* Excerpts from a dataset *

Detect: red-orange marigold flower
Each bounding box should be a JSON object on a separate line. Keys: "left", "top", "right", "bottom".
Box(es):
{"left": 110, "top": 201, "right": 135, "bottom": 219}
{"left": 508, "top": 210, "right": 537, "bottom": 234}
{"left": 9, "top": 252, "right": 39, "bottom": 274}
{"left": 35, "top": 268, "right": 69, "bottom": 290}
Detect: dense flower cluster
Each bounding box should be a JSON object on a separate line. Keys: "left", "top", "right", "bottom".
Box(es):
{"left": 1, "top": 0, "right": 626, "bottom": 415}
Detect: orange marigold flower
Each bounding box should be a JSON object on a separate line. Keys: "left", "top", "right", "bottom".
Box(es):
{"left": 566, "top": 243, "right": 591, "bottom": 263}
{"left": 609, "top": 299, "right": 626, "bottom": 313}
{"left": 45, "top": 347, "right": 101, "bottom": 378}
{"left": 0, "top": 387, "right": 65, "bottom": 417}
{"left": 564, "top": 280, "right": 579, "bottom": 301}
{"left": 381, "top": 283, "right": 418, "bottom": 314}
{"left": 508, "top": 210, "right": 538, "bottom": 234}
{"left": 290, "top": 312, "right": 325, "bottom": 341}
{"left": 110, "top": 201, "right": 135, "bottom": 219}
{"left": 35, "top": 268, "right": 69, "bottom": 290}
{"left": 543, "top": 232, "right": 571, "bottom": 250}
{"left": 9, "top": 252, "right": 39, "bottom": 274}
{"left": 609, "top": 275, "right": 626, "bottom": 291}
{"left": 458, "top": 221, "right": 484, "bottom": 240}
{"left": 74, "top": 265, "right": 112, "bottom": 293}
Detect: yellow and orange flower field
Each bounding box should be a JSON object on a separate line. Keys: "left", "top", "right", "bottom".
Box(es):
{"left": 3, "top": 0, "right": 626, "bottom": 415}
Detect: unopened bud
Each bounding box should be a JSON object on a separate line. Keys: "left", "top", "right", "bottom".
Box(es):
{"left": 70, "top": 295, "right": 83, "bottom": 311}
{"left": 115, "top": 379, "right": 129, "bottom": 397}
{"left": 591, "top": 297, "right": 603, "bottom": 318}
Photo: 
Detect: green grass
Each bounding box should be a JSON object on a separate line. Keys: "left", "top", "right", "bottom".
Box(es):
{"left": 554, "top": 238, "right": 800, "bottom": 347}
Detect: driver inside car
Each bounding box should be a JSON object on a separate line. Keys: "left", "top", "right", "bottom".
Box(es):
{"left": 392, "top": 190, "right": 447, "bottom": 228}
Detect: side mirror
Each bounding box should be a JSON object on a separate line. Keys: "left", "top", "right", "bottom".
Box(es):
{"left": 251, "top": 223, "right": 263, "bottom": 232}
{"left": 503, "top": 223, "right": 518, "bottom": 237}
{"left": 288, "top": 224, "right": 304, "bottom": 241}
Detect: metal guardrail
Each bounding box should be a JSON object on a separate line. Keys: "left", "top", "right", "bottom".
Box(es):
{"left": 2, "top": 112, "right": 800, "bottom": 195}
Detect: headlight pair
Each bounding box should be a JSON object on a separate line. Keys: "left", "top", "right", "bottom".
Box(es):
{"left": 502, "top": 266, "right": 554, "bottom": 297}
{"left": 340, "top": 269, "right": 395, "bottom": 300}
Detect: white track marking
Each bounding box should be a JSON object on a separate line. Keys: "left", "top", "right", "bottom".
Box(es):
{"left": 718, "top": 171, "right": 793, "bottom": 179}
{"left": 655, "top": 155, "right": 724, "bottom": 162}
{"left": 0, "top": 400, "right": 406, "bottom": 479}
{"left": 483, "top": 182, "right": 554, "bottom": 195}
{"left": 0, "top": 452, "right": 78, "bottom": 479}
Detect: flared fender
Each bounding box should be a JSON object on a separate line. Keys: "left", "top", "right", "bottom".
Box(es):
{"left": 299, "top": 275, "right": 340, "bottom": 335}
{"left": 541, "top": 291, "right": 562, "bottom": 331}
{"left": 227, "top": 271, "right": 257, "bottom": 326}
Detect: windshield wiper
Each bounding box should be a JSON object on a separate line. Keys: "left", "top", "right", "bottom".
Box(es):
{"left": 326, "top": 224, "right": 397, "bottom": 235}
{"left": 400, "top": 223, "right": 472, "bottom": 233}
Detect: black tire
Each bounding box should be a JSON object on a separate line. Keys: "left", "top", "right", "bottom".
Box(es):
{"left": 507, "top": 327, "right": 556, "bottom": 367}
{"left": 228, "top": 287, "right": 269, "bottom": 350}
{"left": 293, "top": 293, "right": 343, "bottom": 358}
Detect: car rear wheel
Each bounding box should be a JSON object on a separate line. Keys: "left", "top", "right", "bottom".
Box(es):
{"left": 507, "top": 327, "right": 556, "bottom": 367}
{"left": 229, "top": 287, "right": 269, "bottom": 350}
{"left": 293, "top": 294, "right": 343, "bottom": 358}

* WHAT IS EXPECTED *
Every line in the records above that has "orange" counts once. Give the total and nothing else.

* REPLY TO THE TASK *
3